# Trecho selecionado
============================================================
Corte IDH julga responsabilização do Estado brasileiro pela morte do camponês Antônio Tavares

Trabalhador foi morto durante repressão da PM do Paraná à marcha do MST pela reforma agrária em 2000 quando 185 pessoas ficaram feridas. Para advogado, impunidade no caso expõe problema com a jurisdição militar

Ato do MST em frente ao monumento em memória ao trabalhador rural Antônio Tavares, em Campo Largo (PR). | Foto: Welinton Lenon

Há 22 anos, a família de Antônio Tavares Pereira, trabalhador rural morto aos 38 anos pela Polícia Militar do Paraná, aguarda a responsabilização do Estado brasileiro no caso que é considerado um dos mais emblemáticos do processo de violência e de criminalização na luta pela terra. Durante a marcha pela reforma agrária, em 2 de maio de 2000, policiais militares, a mando do então governador Jaime Lerner (PFL), bloquearam a BR-277 em Campo Largo, região metropolitana de Curitiba, no Paraná, e reprimiram o protesto do Movimento dos Trabalhadores Rurais Sem-Terra (MST) deixando 185 feridos e disparando contra Tavares.

Após o processo ser arquivado tanto pela Justiça Militar quanto a Justiça comum, entidades que representam as vítimas participaram nesta segunda (27/6) e terça-feira (28/6) da audiência na Corte Interamericana de Direitos Humanos, em San José, na Costa Rica, que julga a omissão do Estado no caso. Foram ouvidas a viúva do camponês, Maria Sebastiana Pereira, a vítima Loreci Lisboa, a perita Ela Wiecko, e representantes da Justiça Global, do MST e da Terra de Direitos, além da Advocacia Geral da União (AGU), do Ministério da Família, Mulher e Direitos Humanos e da Casa Civil do Paraná. “É uma audiência histórica e muito importante porque persegue o objetivo de que a justiça seja feita e que a impunidade não reine mais no território agrário brasileiro”, considera Roberto Baggio, da coordenação nacional do MST.

Imagem das abordagens policiais contra os integrantes do MST no dia 2 de maio de 2000. | Foto: arquivo APP-Sincicato

Durante seu depoimento, Maria Sebastiana disse que ela e os cinco filhos convivem com a dor, a saudade e até mesmo desenvolveram transtornos mentais desde a morte do marido. A defesa mostrou imagens da violência policial e dos feridos durante o protesto e apontou que não houve investigação sobre o ocorrido e que até hoje nem a família de Tavares e nem as demais vítimas receberam indenização do Estado. Além disso, as organizações pediram a extinção da Justiça Militar e medidas de proteção às lideranças sociais, aos direitos humanos e o combate à violência no campo por parte das autoridades brasileiras.
============================================================
# Conjunto de tarefas
- 1) Transcreva, do texto sobre o caso Antônio Tavares, o trecho que se abre com as palavras que contêm "Imagem das abordagens" e se fecha com "das autoridades brasileiras.".
- 2) Com base no texto sobre o caso Antônio Tavares, responda:
(a) Em que data ocorreu a marcha pela reforma agrária em que Tavares foi morto?
(b) Em que cidade e país se realizou a audiência da Corte Interamericana de Direitos Humanos?
(c) Quantos filhos Maria Sebastiana tem, segundo seu depoimento?

Entradas de rotulagem da localização de imagens
============================================================
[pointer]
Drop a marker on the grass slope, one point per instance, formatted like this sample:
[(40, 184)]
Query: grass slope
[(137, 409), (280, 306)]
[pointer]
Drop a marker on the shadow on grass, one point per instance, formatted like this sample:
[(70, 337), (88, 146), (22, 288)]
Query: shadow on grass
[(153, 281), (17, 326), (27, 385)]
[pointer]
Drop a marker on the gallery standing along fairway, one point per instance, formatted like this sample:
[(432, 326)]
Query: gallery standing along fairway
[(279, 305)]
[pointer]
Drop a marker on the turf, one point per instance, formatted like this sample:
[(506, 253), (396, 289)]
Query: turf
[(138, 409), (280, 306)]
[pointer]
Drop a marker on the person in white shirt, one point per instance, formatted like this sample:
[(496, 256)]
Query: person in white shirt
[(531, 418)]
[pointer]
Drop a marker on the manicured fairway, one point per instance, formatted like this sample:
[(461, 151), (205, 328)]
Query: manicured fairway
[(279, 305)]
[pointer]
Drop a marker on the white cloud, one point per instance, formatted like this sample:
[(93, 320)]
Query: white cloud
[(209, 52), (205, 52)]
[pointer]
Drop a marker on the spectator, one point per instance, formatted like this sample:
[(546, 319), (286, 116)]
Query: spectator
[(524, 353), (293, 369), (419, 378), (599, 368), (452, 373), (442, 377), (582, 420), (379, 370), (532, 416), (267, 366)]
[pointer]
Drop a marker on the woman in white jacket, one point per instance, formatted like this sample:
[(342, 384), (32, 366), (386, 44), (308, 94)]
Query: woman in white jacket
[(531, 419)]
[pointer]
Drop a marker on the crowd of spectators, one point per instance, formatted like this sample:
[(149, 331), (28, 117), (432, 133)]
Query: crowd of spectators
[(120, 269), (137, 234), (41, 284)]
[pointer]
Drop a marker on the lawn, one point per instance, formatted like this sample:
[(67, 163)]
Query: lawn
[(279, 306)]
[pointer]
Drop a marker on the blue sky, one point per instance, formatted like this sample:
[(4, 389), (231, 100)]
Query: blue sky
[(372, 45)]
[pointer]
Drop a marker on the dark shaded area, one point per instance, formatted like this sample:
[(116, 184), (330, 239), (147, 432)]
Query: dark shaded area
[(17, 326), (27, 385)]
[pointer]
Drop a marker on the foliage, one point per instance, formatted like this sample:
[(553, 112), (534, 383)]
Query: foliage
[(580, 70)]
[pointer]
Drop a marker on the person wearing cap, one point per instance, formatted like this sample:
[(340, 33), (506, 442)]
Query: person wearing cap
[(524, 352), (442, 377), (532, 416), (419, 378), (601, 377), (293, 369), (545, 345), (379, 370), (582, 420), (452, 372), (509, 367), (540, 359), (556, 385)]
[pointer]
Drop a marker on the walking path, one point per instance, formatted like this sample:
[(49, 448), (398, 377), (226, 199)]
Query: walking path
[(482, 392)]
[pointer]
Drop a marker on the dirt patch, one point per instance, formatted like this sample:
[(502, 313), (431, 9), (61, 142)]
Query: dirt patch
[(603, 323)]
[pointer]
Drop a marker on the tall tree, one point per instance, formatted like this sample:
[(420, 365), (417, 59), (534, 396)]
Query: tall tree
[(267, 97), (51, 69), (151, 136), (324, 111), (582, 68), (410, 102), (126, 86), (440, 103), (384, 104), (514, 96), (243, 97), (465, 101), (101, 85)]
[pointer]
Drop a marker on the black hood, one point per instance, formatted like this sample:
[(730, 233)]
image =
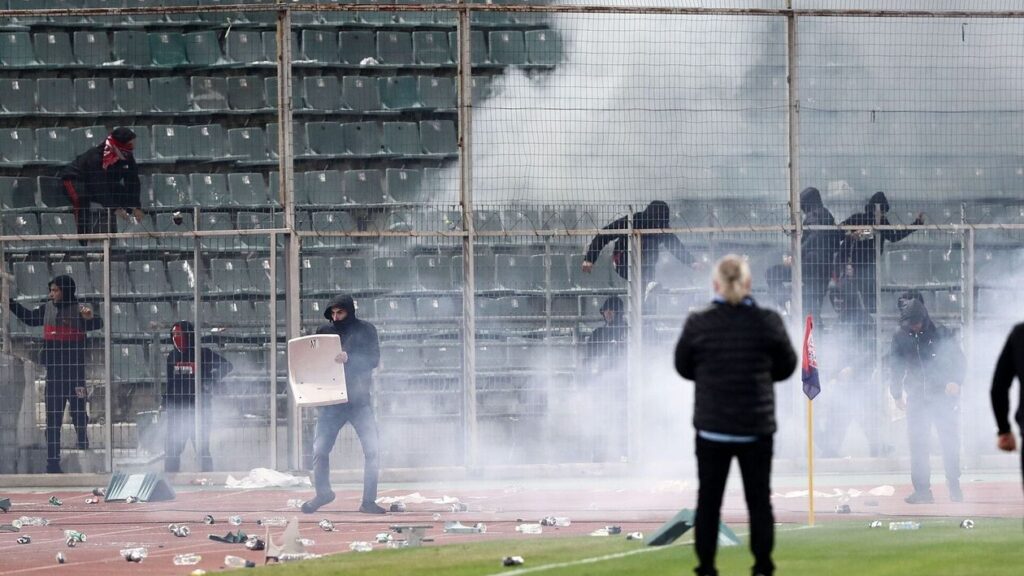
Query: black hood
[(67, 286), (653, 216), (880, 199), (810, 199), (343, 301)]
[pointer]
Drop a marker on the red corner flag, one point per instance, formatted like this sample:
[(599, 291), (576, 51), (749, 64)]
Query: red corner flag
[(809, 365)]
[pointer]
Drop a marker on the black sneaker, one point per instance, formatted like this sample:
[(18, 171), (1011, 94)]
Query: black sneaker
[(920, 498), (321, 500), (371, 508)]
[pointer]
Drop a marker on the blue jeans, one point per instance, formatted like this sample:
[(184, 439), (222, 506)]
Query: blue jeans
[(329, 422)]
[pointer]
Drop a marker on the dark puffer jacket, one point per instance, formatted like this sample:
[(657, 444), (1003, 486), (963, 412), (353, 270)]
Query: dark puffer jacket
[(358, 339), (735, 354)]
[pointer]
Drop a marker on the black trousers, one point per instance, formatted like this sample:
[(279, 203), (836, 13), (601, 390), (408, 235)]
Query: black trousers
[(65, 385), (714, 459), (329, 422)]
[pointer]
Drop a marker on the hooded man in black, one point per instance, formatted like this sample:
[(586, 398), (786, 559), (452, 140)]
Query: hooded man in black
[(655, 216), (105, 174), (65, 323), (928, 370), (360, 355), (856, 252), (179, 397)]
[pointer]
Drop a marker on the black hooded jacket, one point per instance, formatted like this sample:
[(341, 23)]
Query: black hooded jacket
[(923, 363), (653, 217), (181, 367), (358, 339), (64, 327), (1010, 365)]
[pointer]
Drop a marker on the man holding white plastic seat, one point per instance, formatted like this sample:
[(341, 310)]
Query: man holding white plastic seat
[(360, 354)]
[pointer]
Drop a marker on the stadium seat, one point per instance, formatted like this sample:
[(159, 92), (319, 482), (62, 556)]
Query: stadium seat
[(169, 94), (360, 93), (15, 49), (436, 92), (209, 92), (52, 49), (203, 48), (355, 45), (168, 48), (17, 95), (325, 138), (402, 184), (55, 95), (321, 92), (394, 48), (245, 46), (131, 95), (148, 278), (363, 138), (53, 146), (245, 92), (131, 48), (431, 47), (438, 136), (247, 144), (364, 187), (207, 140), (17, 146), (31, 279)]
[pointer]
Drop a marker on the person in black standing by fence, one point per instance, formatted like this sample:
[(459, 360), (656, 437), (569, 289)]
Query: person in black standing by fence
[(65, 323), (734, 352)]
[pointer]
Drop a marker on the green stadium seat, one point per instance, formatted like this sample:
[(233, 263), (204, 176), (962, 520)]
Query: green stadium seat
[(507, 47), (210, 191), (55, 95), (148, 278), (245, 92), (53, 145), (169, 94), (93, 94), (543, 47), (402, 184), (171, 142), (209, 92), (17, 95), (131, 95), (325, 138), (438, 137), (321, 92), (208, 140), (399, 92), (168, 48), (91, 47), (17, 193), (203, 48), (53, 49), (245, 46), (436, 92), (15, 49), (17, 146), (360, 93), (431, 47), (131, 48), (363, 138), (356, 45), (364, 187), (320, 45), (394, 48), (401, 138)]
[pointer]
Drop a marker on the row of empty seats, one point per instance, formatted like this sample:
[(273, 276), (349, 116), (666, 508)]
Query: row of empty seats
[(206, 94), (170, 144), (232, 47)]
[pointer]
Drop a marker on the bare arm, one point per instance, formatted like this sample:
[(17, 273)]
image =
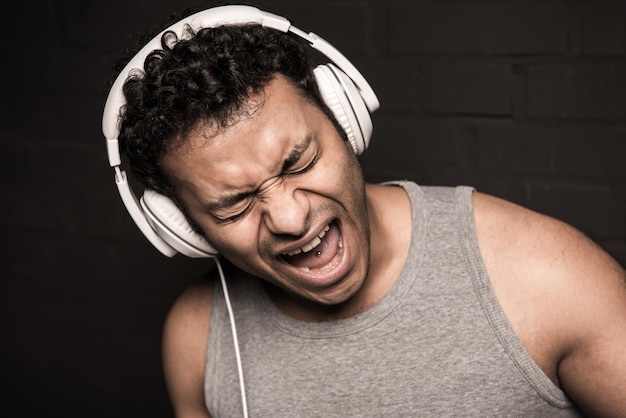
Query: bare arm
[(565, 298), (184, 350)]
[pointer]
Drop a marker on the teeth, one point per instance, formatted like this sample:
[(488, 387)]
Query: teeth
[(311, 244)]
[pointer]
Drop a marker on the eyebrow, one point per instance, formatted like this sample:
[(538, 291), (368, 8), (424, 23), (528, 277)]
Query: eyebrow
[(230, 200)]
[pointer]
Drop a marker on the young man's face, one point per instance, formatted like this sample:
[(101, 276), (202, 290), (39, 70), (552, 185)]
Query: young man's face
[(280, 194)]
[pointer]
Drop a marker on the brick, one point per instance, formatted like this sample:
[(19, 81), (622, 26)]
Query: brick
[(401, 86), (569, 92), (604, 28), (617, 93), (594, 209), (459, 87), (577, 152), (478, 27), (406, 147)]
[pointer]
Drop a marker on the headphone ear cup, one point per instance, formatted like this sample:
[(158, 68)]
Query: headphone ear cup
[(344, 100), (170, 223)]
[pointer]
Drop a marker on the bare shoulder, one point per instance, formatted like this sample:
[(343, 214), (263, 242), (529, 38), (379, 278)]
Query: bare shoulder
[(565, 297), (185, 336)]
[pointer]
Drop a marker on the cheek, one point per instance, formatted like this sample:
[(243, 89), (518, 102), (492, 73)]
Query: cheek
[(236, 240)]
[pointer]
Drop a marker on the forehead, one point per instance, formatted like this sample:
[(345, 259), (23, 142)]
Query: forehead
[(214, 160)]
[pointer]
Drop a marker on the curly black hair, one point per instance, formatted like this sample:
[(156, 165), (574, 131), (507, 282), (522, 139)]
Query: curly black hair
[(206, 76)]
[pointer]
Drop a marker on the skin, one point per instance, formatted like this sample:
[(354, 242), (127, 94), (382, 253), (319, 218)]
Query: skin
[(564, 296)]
============================================================
# Respostas por tarefa
- 1)
Imagem das abordagens policiais contra os integrantes do MST no dia 2 de maio de 2000. | Foto: arquivo APP-Sincicato

Durante seu depoimento, Maria Sebastiana disse que ela e os cinco filhos convivem com a dor, a saudade e até mesmo desenvolveram transtornos mentais desde a morte do marido. A defesa mostrou imagens da violência policial e dos feridos durante o protesto e apontou que não houve investigação sobre o ocorrido e que até hoje nem a família de Tavares e nem as demais vítimas receberam indenização do Estado. Além disso, as organizações pediram a extinção da Justiça Militar e medidas de proteção às lideranças sociais, aos direitos humanos e o combate à violência no campo por parte das autoridades brasileiras.

- 2)
(a) Em 2 de maio de 2000.
(b) Em San José, na Costa Rica.
(c) Cinco filhos.